* start *

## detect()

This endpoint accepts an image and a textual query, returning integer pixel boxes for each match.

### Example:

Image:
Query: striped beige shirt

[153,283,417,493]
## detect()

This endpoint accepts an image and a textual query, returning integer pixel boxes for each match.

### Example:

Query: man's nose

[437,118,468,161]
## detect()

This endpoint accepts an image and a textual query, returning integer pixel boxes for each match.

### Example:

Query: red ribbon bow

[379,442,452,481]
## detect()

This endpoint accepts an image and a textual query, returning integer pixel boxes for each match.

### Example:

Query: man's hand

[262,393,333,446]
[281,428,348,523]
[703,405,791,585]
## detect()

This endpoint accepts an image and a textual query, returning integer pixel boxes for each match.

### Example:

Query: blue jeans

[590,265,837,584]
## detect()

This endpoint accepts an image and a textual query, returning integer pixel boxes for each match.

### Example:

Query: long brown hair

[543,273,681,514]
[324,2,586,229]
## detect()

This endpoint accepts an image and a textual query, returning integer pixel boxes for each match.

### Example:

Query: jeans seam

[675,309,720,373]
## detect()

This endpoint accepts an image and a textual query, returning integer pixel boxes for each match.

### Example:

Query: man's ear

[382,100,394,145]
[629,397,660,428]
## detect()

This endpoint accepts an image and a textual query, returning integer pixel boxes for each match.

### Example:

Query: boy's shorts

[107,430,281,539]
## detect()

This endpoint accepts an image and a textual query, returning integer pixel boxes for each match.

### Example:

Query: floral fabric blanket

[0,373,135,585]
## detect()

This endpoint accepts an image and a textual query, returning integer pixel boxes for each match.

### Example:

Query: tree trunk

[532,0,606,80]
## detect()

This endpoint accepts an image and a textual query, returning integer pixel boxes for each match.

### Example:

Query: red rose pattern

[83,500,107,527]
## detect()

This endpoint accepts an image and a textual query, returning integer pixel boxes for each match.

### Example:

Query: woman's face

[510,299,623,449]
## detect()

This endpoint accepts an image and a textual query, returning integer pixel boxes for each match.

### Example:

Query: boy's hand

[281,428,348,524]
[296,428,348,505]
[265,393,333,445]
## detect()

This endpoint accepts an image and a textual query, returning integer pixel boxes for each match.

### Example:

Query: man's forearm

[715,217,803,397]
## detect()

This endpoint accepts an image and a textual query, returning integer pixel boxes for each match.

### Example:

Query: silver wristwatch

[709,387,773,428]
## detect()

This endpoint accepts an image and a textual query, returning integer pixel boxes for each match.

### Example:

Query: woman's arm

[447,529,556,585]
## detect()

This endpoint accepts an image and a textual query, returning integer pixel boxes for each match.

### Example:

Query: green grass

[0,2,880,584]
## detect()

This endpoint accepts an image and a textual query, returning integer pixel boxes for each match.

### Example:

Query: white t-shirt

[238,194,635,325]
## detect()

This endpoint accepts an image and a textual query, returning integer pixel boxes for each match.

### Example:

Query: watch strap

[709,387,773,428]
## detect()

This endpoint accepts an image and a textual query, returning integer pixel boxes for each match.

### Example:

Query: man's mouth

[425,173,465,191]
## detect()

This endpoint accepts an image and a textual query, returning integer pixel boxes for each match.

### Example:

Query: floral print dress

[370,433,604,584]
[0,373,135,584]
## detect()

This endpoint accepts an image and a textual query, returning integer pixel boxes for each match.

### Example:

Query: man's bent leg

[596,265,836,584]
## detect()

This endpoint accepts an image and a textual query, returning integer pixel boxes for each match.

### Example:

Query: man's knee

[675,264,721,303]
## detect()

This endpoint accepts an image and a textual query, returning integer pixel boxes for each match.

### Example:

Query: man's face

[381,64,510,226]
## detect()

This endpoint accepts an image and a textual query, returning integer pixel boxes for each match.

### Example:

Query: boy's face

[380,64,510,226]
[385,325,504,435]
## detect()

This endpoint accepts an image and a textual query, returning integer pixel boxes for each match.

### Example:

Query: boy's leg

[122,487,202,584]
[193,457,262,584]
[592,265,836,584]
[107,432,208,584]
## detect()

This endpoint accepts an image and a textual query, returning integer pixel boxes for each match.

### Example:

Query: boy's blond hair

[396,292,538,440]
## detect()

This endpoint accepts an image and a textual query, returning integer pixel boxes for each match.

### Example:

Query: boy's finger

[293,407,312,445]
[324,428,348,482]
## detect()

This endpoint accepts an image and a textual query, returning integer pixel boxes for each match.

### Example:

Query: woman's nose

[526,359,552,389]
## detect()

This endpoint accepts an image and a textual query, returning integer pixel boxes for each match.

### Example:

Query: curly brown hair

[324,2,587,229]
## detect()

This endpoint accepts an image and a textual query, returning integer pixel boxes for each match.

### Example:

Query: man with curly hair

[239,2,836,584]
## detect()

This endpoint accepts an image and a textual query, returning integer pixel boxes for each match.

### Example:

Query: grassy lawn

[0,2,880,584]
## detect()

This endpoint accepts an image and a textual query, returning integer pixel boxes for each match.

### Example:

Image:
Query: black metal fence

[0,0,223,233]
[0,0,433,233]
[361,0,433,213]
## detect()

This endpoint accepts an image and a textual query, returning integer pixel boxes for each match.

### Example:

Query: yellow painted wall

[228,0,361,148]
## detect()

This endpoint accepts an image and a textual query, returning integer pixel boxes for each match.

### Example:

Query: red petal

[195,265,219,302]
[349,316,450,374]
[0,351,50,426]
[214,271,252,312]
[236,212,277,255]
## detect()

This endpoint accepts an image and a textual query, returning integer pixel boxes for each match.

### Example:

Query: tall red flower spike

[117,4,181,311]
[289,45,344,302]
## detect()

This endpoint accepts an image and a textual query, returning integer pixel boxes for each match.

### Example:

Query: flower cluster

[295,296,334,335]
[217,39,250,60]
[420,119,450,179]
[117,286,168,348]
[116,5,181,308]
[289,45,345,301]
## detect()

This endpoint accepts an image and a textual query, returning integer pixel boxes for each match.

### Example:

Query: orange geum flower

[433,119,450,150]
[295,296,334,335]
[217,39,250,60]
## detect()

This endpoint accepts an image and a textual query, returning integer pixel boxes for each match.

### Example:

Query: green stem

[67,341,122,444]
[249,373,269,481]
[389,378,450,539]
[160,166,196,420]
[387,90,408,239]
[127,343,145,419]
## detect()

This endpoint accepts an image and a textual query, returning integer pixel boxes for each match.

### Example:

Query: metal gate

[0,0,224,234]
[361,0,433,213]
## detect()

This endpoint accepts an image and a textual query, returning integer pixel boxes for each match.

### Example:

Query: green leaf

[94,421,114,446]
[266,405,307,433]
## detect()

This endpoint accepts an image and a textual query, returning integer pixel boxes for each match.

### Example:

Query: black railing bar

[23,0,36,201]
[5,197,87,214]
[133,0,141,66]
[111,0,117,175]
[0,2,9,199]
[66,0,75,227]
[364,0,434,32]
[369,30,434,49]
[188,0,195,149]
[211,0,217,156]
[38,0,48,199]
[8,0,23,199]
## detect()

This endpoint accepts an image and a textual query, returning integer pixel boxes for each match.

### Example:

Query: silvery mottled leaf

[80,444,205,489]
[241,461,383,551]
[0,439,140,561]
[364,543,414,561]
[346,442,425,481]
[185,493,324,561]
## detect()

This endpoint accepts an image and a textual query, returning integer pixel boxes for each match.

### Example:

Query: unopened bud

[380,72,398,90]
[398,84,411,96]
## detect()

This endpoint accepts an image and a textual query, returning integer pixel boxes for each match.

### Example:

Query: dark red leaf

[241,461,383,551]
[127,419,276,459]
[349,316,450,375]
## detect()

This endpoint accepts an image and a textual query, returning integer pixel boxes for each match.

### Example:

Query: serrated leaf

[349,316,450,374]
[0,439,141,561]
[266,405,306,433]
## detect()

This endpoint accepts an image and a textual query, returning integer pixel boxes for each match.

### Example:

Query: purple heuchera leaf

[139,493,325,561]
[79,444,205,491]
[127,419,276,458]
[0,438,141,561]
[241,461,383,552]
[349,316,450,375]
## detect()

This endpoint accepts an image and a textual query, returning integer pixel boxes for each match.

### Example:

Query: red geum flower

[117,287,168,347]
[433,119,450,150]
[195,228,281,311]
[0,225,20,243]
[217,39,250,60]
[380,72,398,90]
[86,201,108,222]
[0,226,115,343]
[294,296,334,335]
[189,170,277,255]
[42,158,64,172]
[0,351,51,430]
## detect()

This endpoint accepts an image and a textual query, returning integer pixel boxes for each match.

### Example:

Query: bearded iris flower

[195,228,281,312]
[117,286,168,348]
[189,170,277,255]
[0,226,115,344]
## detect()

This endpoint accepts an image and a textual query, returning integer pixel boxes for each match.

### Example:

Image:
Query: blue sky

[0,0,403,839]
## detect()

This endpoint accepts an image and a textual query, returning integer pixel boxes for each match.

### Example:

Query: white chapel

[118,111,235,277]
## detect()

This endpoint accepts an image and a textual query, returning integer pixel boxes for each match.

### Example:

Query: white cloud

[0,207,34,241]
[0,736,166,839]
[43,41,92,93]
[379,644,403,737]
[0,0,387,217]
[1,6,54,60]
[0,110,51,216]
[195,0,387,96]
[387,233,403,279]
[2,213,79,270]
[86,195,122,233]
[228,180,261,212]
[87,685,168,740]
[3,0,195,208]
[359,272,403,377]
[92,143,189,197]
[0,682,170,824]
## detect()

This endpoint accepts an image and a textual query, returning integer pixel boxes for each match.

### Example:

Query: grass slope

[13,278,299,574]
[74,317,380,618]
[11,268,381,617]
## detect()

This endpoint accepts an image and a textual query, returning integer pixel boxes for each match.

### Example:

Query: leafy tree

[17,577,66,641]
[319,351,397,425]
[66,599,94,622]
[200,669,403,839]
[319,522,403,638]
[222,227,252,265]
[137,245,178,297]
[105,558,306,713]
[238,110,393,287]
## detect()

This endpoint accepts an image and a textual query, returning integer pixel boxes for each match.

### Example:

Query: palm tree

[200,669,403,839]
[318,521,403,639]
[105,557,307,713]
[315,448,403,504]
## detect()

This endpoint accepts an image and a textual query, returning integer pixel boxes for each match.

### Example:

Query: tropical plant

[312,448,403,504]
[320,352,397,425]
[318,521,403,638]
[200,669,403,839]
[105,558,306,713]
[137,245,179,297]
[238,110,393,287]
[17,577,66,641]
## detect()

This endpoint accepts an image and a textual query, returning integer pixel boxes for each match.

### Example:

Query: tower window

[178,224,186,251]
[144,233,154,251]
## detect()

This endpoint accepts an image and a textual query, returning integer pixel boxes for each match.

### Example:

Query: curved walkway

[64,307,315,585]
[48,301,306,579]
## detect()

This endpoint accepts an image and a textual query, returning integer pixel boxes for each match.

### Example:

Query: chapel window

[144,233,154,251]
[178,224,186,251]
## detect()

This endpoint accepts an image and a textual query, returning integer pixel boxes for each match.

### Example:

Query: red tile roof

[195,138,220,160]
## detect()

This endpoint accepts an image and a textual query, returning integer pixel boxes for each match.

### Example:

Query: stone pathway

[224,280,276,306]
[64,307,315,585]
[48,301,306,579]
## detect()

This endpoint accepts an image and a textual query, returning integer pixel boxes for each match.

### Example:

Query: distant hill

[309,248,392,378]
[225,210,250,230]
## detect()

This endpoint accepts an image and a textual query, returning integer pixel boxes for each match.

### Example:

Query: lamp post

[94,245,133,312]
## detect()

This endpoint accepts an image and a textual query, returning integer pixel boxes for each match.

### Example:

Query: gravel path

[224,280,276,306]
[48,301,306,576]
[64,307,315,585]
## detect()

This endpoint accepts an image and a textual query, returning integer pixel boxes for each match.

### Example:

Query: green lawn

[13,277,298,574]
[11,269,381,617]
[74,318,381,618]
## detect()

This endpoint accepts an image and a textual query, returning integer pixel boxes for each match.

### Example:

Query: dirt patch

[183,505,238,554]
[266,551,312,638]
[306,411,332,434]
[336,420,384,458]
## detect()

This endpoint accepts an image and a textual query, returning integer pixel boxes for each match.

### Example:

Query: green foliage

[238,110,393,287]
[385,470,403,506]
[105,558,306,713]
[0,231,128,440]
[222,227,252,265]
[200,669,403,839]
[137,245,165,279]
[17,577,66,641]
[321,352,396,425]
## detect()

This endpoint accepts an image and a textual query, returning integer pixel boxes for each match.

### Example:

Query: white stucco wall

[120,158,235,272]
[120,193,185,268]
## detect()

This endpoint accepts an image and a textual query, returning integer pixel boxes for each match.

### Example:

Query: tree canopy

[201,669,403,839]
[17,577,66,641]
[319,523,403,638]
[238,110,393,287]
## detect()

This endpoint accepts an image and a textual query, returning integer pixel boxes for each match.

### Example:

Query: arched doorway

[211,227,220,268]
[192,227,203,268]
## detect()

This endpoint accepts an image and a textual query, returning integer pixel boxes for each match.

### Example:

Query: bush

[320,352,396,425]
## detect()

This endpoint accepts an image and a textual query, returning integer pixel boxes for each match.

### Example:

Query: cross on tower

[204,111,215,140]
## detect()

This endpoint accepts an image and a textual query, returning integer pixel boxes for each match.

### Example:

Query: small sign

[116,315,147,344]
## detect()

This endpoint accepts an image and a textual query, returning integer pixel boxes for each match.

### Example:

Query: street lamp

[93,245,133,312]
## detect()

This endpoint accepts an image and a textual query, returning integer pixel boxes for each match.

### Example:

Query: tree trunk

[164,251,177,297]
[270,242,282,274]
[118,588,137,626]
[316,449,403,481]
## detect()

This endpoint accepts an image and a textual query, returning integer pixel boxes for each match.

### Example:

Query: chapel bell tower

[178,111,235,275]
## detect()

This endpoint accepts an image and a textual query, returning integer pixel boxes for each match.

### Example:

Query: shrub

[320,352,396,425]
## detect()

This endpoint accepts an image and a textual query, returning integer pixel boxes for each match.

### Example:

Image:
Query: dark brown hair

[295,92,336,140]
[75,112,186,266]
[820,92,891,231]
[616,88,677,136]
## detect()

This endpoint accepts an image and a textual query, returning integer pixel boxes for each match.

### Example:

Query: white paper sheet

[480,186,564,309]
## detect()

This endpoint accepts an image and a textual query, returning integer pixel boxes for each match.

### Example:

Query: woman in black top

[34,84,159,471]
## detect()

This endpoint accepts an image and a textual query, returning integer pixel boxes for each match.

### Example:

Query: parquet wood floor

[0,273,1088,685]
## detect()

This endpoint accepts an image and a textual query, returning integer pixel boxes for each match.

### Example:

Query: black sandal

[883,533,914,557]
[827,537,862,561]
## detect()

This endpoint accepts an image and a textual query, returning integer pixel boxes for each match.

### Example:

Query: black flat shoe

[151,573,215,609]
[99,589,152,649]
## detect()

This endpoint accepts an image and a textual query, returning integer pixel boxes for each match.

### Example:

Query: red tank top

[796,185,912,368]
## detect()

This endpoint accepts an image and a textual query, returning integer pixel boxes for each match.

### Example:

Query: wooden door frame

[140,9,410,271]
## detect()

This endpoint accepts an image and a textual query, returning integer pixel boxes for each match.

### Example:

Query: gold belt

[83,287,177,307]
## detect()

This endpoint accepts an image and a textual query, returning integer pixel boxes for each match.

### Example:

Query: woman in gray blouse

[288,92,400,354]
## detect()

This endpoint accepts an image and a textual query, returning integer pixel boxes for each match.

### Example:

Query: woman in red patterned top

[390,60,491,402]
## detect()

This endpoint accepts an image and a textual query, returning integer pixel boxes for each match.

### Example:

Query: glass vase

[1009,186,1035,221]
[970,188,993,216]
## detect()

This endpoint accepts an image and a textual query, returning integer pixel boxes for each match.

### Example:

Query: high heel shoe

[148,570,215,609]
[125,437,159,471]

* end *

*PROBLEM*
Tally the lines in the material above that contain the string "metal". How many are there? Reply with the number alone.

*WRITTEN ANSWER*
2